++++ Excerpted passage ++++
Skip to content

fix(format): decode SBOMs encoded as UTF-16 or with a UTF-8 BOM#4919

Open
Dashtid wants to merge 1 commit into
anchore:mainfrom
Dashtid:fix/sbom-input-bom-utf16-encoding
Open

fix(format): decode SBOMs encoded as UTF-16 or with a UTF-8 BOM#4919
Dashtid wants to merge 1 commit into
anchore:mainfrom
Dashtid:fix/sbom-input-bom-utf16-encoding

Conversation

@Dashtid

@Dashtid Dashtid commented May 14, 2026

Copy link
Copy Markdown
Contributor

Fixes #4916.

Problem

Running syft.exe scan dir:X -o json > sbom.json from PowerShell on Windows produces an SBOM file encoded as UTF-16LE (the OS-level default for PowerShell's > operator). grype sbom:sbom.json and syft convert sbom.json -o ... then fail with unable to decode sbom: sbom format not recognized, because the per-format Identify methods only recognize UTF-8 byte sequences. Verified on current versions (grype v0.112.0, syft main):

Input encoding First bytes format.Identify result
UTF-8 (no BOM) 7b 22 61 ... ({"a...) syft-json v16.1.3
UTF-16LE BOM ff fe 7b 00 22 00 61 00 ... rejected → format not recognized

Same SBOM content, only the on-disk encoding differs.

Fix

Detect a leading UTF-8 BOM (EF BB BF), UTF-16LE BOM (FF FE), or UTF-16BE BOM (FE FF) at SeekableReader — the single funnel DecoderCollection.{Decode,Identify} use for every SBOM input — and transcode the content to UTF-8 via golang.org/x/text/encoding/unicode.BOMOverride before per-format identification.

The peek-and-branch shape preserves the existing fast path for io.ReadSeeker inputs (and its offset-aware contract for JSONL-style multi-document readers) when no BOM is present; we only buffer when transcoding is required.

Scope is limited to BOM-marked encodings — UTF-8, UTF-16LE, UTF-16BE — per @willmurphyscode's confirmation on #4916. No heuristic detection of unmarked Windows-1252 etc. (too easy to misclassify legitimate binary content).

golang.org/x/text was already an indirect dep; this PR promotes it to direct.
++++ Listed entries ++++
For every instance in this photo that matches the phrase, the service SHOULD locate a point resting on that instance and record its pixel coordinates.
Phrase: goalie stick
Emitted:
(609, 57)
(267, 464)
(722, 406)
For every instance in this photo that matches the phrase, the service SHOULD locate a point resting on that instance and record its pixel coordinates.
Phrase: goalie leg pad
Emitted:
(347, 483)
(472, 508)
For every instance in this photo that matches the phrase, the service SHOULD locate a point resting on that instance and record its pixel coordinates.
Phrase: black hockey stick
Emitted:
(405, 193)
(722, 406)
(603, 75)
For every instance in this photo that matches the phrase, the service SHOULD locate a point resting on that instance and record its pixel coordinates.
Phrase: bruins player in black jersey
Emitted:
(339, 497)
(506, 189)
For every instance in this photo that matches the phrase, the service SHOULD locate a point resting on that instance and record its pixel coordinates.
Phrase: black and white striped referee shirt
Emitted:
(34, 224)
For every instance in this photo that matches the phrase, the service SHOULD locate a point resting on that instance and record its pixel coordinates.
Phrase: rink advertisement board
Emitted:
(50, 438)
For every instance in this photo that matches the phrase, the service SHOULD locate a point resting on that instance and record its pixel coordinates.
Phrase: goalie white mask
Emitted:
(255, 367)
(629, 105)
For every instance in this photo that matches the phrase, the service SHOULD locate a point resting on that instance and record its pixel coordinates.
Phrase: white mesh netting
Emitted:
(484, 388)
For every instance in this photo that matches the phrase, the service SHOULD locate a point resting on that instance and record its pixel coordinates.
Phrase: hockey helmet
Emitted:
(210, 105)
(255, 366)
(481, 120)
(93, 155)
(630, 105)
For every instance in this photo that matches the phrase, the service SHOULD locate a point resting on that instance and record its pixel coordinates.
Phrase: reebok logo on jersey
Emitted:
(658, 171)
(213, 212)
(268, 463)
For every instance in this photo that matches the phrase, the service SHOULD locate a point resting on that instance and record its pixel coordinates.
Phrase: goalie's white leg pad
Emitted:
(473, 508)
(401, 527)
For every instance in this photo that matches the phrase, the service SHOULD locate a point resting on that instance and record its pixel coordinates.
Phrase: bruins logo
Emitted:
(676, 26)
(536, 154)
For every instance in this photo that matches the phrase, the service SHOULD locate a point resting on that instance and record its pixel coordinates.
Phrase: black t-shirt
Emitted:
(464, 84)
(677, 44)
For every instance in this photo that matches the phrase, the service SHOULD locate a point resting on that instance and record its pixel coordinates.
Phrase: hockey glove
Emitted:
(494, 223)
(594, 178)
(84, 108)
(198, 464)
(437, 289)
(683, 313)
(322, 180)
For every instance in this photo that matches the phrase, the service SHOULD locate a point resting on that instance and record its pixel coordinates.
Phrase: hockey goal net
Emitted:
++++
■ **Short problem**
Render this sentence from the pull request on SBOM encoding in Spanish: "golang.org/x/text was already an indirect dep; this PR promotes it to direct."

■ **Expected answer**
golang.org/x/text ya era una dependencia indirecta; este PR la convierte en directa.